- _Exercise_
Without the images, print all the entries below exactly as given.

- _Stored data_
────────────────

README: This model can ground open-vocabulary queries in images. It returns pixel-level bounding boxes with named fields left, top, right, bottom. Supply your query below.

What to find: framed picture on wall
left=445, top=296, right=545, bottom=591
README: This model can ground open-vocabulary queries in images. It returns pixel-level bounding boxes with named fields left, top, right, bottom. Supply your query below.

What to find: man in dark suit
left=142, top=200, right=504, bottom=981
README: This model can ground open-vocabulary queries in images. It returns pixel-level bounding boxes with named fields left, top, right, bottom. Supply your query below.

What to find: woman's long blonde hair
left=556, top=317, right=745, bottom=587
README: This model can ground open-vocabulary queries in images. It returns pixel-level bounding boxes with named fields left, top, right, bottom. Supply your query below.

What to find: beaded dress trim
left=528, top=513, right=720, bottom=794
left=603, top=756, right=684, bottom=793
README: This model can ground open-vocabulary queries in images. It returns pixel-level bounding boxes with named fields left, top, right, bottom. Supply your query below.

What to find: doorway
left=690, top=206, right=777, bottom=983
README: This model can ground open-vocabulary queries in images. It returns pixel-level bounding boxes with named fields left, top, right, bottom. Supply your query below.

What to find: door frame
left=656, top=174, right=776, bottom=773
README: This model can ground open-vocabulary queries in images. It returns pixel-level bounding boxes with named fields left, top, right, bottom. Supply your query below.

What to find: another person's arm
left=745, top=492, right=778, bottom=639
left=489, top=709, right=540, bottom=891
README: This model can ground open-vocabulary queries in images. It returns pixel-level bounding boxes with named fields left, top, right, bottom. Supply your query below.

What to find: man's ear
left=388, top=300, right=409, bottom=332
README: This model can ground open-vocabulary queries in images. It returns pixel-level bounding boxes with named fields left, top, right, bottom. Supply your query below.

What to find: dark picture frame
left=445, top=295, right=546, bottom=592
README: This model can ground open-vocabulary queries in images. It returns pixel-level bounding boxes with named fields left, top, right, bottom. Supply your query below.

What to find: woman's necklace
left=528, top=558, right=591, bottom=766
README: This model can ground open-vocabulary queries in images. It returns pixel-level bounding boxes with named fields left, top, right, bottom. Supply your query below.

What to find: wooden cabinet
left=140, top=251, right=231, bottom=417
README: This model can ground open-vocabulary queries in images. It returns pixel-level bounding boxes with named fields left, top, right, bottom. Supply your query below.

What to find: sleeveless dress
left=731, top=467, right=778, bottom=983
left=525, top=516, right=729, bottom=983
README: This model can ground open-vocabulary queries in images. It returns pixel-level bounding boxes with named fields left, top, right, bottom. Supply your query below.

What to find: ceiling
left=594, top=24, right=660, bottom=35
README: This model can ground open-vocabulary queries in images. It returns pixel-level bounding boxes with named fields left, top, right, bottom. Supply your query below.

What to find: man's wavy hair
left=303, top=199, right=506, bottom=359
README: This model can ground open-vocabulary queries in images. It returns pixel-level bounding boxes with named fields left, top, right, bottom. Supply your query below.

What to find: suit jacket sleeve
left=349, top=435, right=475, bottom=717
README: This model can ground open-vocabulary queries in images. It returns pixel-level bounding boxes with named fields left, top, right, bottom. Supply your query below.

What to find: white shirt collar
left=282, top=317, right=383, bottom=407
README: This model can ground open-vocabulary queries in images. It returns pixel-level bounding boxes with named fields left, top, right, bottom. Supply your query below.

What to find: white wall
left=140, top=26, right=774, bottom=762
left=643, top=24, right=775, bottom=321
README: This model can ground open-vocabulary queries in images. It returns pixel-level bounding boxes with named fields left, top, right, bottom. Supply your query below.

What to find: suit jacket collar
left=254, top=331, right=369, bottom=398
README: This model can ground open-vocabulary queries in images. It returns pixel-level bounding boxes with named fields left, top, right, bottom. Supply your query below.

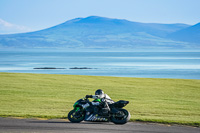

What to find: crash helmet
left=95, top=89, right=104, bottom=98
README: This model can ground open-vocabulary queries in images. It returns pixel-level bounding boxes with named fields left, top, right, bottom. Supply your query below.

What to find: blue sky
left=0, top=0, right=200, bottom=30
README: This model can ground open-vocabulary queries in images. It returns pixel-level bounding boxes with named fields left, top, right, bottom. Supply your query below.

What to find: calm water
left=0, top=51, right=200, bottom=79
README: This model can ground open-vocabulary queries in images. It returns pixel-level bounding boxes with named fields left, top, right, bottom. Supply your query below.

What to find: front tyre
left=68, top=109, right=85, bottom=123
left=111, top=109, right=131, bottom=124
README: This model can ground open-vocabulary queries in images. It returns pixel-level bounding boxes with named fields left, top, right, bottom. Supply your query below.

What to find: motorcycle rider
left=83, top=89, right=114, bottom=111
left=86, top=89, right=114, bottom=105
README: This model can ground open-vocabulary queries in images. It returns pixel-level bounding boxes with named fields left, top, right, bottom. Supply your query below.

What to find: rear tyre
left=111, top=109, right=131, bottom=124
left=68, top=110, right=85, bottom=123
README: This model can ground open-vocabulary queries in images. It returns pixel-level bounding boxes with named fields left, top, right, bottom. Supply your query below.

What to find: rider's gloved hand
left=85, top=95, right=92, bottom=98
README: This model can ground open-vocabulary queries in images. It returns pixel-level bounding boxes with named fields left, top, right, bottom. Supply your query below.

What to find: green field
left=0, top=73, right=200, bottom=126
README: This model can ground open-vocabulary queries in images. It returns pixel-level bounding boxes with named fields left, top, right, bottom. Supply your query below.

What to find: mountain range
left=0, top=16, right=200, bottom=49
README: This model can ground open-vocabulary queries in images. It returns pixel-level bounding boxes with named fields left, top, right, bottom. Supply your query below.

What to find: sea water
left=0, top=50, right=200, bottom=79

────────────────

- _Task output_
README: This model can ground open-vocabulary queries in images. It returns pixel-level bounding boxes with named fields left, top, right, bottom. Supply your query below.

What to find: framed picture on wall
left=445, top=296, right=545, bottom=591
README: This model can ground open-vocabulary queries in images. It returns pixel-level bounding boxes with named fields left, top, right, bottom. Supply your query below.

What to find: man in dark suit
left=142, top=200, right=504, bottom=981
README: This model can ground open-vocabulary queries in images. It returns pixel-level bounding boxes with named fields left, top, right, bottom. Supply your query below.

What to find: woman's long blonde hair
left=556, top=317, right=745, bottom=587
README: This model can ground open-vocabulary queries in images. It returns pixel-level bounding boxes with named fields left, top, right, bottom. Supply your query below.

What to find: beaded dress trim
left=528, top=513, right=720, bottom=794
left=603, top=756, right=684, bottom=793
README: This model can ground open-vocabulary queries in images. It returns pixel-level bounding boxes with named fields left, top, right, bottom. Supply your query below.

What to find: doorway
left=690, top=206, right=777, bottom=983
README: This model can ground open-vocabulary queries in images. It returns pixel-level bounding boxes with named fields left, top, right, bottom. Supply your query below.

What to find: door frame
left=656, top=174, right=776, bottom=773
README: This model can ground open-vocabulary queries in images. It returns pixel-level bounding boxes with named fields left, top, right, bottom. Supply your query below.

What to find: another person's arm
left=745, top=492, right=778, bottom=639
left=489, top=709, right=540, bottom=891
README: This model can ground open-vocabulary queries in images. It returns pixel-level bounding boxes with named fields left, top, right, bottom. Supply your query below.

What to find: man's ear
left=388, top=300, right=409, bottom=332
README: This model can ground open-vocabulary queries in images. It returns pixel-level bounding boxes with named fields left, top, right, bottom. Supply your query below.

What to find: dark picture frame
left=445, top=295, right=546, bottom=592
README: This model can ground open-vocabulary queries in images. It returns pixel-level bounding boxes with named fields left, top, right, bottom. Supply your query below.

What to find: woman's necklace
left=528, top=558, right=591, bottom=766
README: This model can ground open-vocabulary queries in images. It returns pixel-level bounding boxes with named fields left, top, right, bottom. Supply your query below.

What to find: wooden cabinet
left=140, top=251, right=231, bottom=417
README: This model can ground open-vocabulary queries in images. It returns pixel-level bounding boxes with named fields left, top, right, bottom. Supply your query below.

What to find: sleeveless dress
left=731, top=467, right=778, bottom=983
left=525, top=516, right=729, bottom=983
README: This model can ground open-vocabulary queries in images. It returns pixel-level bounding boxes with named fields left, top, right, bottom. Supply your query below.

What to find: ceiling
left=594, top=24, right=660, bottom=35
README: This model can ground open-vocabulary queries in images. It returns pixel-level bounding boxes with named fields left, top, right, bottom. Supply your query below.

What to find: man's wavy hair
left=303, top=199, right=506, bottom=359
README: This model can ground open-vocabulary queries in images. It returns pixel-level bounding boxes with named fields left, top, right, bottom. Supply your query below.

What to find: suit jacket sleeve
left=349, top=435, right=475, bottom=717
README: This model can ground open-vocabulary queries in images. It returns pixel-level bounding boxes with named fields left, top, right, bottom. Supply your query below.

What to find: white shirt collar
left=282, top=317, right=383, bottom=407
README: This model can ground open-vocabulary queries in images. It returns pixel-level bounding boxes with named fields left, top, right, bottom. Supply your query below.

What to find: white wall
left=140, top=26, right=774, bottom=762
left=643, top=24, right=775, bottom=321
README: This model can ground open-vocabulary queries in images. It returns pixel-level bounding boxes with named fields left, top, right, bottom. Supply your query below.

What to find: suit jacket collar
left=254, top=331, right=369, bottom=398
README: This model can ground open-vocabulary queries in images. It returns pixel-level bounding boxes with named fields left, top, right, bottom. Supply your query below.


What to find: crash helmet
left=95, top=89, right=104, bottom=98
README: This model can ground open-vocabulary queries in images. It returns pixel-level bounding boxes with named fields left, top, right, bottom. Supply your query below.

What to find: blue sky
left=0, top=0, right=200, bottom=30
README: This model can ground open-vocabulary queries in images. It returns pixel-level bounding boxes with named fields left, top, right, bottom. Supply your query below.

What to find: calm water
left=0, top=51, right=200, bottom=79
README: This model can ground open-vocabulary queries in images. It returns pixel-level bounding boxes with named fields left, top, right, bottom. Supply your query below.

What to find: front tyre
left=68, top=109, right=85, bottom=123
left=111, top=109, right=131, bottom=124
README: This model can ground open-vocabulary queries in images. It returns pixel-level bounding boxes with named fields left, top, right, bottom. Supply your query below.

What to find: motorcycle rider
left=83, top=89, right=114, bottom=111
left=86, top=89, right=114, bottom=105
README: This model can ground open-vocabulary queries in images. It returns pixel-level bounding boxes with named fields left, top, right, bottom. Supply your query below.

What to find: rear tyre
left=111, top=109, right=131, bottom=124
left=68, top=110, right=85, bottom=123
README: This model can ground open-vocabulary queries in images. It returns pixel-level bounding boxes with named fields left, top, right, bottom. Supply your query below.

What to find: rider's gloved hand
left=85, top=95, right=92, bottom=98
README: This model can ground open-vocabulary queries in images. It returns pixel-level bounding boxes with named fields left, top, right, bottom. Supply your query below.

What to find: green field
left=0, top=73, right=200, bottom=126
README: This model can ground open-vocabulary queries in images. It returns pixel-level bounding boxes with named fields left, top, right, bottom. Supply your query below.

What to find: mountain range
left=0, top=16, right=200, bottom=49
README: This model can ground open-vocabulary queries in images. It returns pixel-level bounding boxes with named fields left, top, right, bottom. Supply your query below.

What to find: sea water
left=0, top=50, right=200, bottom=79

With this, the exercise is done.